[Records]
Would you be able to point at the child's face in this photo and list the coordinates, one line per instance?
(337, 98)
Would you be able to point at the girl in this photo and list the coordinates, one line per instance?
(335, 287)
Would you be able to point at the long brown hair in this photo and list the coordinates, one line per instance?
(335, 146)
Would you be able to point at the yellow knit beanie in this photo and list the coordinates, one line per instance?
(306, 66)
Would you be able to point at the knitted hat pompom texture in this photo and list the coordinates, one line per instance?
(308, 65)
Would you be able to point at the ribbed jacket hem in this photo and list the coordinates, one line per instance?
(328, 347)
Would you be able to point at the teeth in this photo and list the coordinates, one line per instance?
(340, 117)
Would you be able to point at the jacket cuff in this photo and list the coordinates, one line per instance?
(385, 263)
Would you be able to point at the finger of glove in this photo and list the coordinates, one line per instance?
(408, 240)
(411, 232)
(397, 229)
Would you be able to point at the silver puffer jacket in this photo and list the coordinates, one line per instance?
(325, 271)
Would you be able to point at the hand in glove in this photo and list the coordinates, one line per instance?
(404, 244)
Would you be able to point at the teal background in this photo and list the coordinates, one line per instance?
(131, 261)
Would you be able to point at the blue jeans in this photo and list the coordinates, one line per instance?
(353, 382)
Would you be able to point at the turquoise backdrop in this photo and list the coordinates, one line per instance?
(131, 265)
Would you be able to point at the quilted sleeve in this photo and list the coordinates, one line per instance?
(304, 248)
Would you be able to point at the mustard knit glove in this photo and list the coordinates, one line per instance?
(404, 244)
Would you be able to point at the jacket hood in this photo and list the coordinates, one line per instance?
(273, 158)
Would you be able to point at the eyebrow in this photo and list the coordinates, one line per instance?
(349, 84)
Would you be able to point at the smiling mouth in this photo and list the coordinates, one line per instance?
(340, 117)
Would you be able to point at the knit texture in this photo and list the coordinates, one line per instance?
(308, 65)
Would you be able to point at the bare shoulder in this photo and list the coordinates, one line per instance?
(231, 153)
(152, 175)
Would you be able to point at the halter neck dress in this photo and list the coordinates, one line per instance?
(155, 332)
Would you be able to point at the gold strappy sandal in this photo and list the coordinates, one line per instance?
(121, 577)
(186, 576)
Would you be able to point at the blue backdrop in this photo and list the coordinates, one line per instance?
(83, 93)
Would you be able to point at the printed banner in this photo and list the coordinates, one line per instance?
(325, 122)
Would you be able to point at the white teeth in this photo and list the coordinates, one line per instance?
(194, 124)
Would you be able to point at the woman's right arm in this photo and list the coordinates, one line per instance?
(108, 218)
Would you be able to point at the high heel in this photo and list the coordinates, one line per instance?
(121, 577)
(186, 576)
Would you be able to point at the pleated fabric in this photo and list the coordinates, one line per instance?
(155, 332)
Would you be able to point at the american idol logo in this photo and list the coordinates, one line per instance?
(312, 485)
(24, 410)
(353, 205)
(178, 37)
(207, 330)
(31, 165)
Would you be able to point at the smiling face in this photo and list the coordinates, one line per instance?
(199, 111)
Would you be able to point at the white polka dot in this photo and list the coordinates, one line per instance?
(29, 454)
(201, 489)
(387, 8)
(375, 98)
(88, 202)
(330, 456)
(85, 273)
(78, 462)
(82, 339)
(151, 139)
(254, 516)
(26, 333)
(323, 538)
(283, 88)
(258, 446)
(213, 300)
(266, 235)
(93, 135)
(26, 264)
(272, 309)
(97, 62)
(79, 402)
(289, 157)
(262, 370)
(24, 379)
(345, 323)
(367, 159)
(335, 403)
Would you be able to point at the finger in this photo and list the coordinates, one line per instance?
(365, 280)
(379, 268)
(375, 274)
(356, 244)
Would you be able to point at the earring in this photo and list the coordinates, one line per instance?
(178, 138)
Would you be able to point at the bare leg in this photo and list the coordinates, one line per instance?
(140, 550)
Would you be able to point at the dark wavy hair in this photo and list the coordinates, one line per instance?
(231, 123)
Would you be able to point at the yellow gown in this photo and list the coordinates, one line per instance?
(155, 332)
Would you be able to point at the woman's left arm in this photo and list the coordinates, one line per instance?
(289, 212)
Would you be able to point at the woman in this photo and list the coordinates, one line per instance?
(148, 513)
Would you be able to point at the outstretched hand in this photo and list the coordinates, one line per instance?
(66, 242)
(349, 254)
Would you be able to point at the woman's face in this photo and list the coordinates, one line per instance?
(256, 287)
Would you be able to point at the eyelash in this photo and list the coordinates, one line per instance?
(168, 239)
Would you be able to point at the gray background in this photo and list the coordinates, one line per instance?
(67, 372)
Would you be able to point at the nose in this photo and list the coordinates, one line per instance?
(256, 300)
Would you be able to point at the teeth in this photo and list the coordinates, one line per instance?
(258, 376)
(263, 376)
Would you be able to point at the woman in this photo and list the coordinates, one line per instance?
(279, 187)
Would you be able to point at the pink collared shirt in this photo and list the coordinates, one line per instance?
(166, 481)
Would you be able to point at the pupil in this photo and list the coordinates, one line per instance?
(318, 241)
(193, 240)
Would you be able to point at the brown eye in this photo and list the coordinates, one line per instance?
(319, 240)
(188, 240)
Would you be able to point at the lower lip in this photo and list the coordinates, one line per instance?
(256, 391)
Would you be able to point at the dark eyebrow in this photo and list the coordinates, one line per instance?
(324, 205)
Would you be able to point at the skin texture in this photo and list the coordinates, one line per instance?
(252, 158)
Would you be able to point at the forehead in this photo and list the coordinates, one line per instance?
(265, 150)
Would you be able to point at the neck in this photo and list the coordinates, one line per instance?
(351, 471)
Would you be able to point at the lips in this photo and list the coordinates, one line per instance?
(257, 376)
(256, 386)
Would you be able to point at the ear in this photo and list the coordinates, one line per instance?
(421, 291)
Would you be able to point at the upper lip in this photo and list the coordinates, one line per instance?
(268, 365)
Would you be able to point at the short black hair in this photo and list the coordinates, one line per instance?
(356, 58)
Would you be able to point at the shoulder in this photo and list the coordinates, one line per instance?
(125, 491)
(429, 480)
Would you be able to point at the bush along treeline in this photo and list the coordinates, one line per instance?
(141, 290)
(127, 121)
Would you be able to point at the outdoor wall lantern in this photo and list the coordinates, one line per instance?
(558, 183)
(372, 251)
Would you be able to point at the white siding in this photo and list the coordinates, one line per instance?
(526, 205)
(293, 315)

[Exercise] Rewrite all the entries above, swapping "list the coordinates" for "write down the coordinates" and leaving everything else as it is.

[Exercise solution]
Would you be able to point at the child's face in this photo and write down the coordinates, one line per instance?
(337, 98)
Would you be able to point at the girl in this photo and write down the coordinates, one line per instance?
(335, 287)
Would you be able to point at the long brown hair in this photo and write down the coordinates, one line per instance?
(335, 146)
Would you be able to point at the yellow knit beanie in this photo and write down the coordinates, one line per instance?
(306, 66)
Would you be able to point at the knitted hat pompom texture in this photo and write down the coordinates, one line per instance?
(308, 65)
Would you be able to point at the ribbed jacket hem in this photo and write down the coordinates, one line per instance?
(328, 347)
Would you be able to point at the teeth in this photo and write down the coordinates, one line per instance?
(340, 117)
Would you be able to point at the jacket cuff in this photo and write down the coordinates, one line per instance?
(385, 263)
Would you be able to point at the finger of glove in this photo and write down the coordinates, one line per instance?
(408, 240)
(411, 232)
(397, 229)
Would you be able to point at the silver puffer jacket in this photo and write down the coordinates, one line per instance?
(325, 271)
Would you be able to point at the hand in glove in this photo and write down the coordinates, one line per instance?
(404, 244)
Would you be able to point at the teal background in this photo and write down the coordinates, one line per instance?
(131, 261)
Would you be able to point at the blue jeans in this photo and write down the coordinates, one line per instance?
(353, 382)
Would you be able to point at the turquoise backdrop in this photo and write down the coordinates, one line per instance?
(131, 265)
Would you be able to point at the quilted sleeve in this photo and write down the coordinates, one line per instance?
(304, 248)
Would you be able to point at the mustard knit glove in this photo and write down the coordinates, one line per instance?
(404, 244)
Would you be able to point at the jacket hood in this photo and write down the coordinates, one line per instance?
(273, 158)
Would you be able to point at the eyebrow in this photo and write down the coordinates, one line per instance?
(349, 84)
Would you be able to point at the smiling mouth in this photo and write down the coordinates, one line per instance?
(340, 117)
Would you be able to point at the knit texture in this photo and write down the coordinates, one line per instance?
(308, 65)
Would you be able to point at the bare shoulder in this photo and write down the coordinates, one line per instance?
(231, 153)
(152, 175)
Would you be able to point at the halter neck dress in this photo and write down the coordinates, one line per instance?
(155, 332)
Would you be able to point at the gold strappy sandal in this photo and write down the coordinates, one line per instance?
(121, 577)
(186, 576)
Would you be able to point at the blue backdrop in this photo and write down the coordinates, one line per instance?
(83, 93)
Would you be able to point at the printed banner in this photo and write down the coordinates, one line per instance?
(325, 122)
Would you be able to point at the white teeth in this photo and write down the coordinates, one line per instance?
(194, 124)
Would you be able to point at the woman's right arm in this photo and write down the coordinates, one line per instance?
(108, 218)
Would you be able to point at the high heel in this photo and write down the coordinates, one line per instance?
(121, 577)
(186, 576)
Would you be able to point at the pleated fabric in this photo and write down the coordinates, one line per instance?
(155, 332)
Would you be able to point at the american idol logo in this photo and write down the coordinates, one line per instance?
(312, 485)
(24, 410)
(353, 205)
(178, 37)
(207, 330)
(31, 165)
Would you be able to point at the smiling face in this photo and write down the coordinates, one line per instance?
(199, 111)
Would you be able to point at the white polka dot in this photo and write down the coordinates, one line per instance?
(29, 454)
(201, 489)
(387, 8)
(375, 98)
(88, 202)
(330, 456)
(85, 273)
(78, 462)
(82, 339)
(151, 139)
(254, 516)
(26, 333)
(323, 538)
(283, 88)
(258, 446)
(213, 300)
(266, 235)
(93, 135)
(26, 264)
(272, 309)
(97, 62)
(79, 402)
(289, 157)
(262, 370)
(24, 379)
(345, 323)
(367, 159)
(335, 403)
Would you be able to point at the finger in this photo and write down the coordinates, one line per instance?
(365, 280)
(379, 268)
(375, 274)
(356, 244)
Would you be able to point at the earring in this photo and write down the coordinates, one line per instance?
(178, 138)
Would you be able to point at the bare leg in this photo and write down the coordinates, one line per instance?
(140, 550)
Would you be able to point at the dark wavy hair in this photo and write down the coordinates, one line per instance?
(231, 123)
Would you be able to point at the yellow gown in this photo and write down the coordinates, one line per instance?
(155, 332)
Would you be able to point at the woman's left arm in this photo and write down the coordinates, one line per instance?
(289, 212)
Would you be able to point at the woman in this photo and write down the coordinates, one line per instance?
(148, 513)
Would you be able to point at the outstretched hand in this photo and write down the coordinates, one line per instance?
(66, 242)
(349, 254)
Would you be able to point at the woman's face in this photo and write down the coordinates, one line per instance?
(256, 287)
Would you be able to point at the eyelash in this photo and write down the coordinates, one line per instance?
(168, 239)
Would you be able to point at the gray background in this photo and write down the coordinates, one line per instance?
(67, 372)
Would you be able to point at the nose in this photo and write down the coordinates, one line per instance?
(256, 300)
Would you be able to point at the teeth in this photo and write down the coordinates, one line per instance?
(258, 376)
(263, 376)
Would you be able to point at the woman in this photo and write down the coordinates, one line per instance?
(279, 187)
Would you be able to point at the pink collared shirt in this photo and write down the coordinates, one line per instance?
(166, 481)
Would you be able to point at the pupil in this photo and write down the coordinates, one line per instance?
(318, 241)
(193, 240)
Would you be able to point at the brown eye in this photo and write down the coordinates, one line per instance?
(319, 240)
(188, 240)
Would you be able to point at the lower lip in this photo and write down the coordinates, one line per instance?
(256, 391)
Would you be able to point at the dark eyebrow in this photo and write down the coordinates, one line per instance?
(324, 205)
Would you be able to point at the skin texture in this photo and write down the coordinates, one line per instance?
(252, 158)
Would you be able to point at the forehead in this photo and write down the coordinates, one line per instance?
(265, 150)
Would you be able to point at the neck in this photo and write down the coordinates, one line per instance?
(351, 471)
Would you be able to point at the lips in this photo and write down the coordinates, one line per instance?
(257, 376)
(256, 386)
Would you be able to point at the ear in this photo and write down the coordinates, one line per instance?
(421, 291)
Would you be able to point at the upper lip in this photo and write down the coordinates, one line per instance?
(268, 365)
Would you be able to point at the short black hair in this photo and write down the coordinates, one line per instance?
(356, 58)
Would you be able to point at the shoulder in this photo and write down the coordinates, one line per instance?
(125, 491)
(429, 480)
Would you be able to point at the bush along treeline in this photo and write down the coordinates, one line per instance?
(141, 290)
(127, 121)
Would you be able to point at the outdoor wall lantern in this photo and write down the coordinates, one line per instance?
(558, 183)
(372, 251)
Would you be able to point at the white siding in this photo and write down the coordinates, one line per instance?
(526, 205)
(293, 315)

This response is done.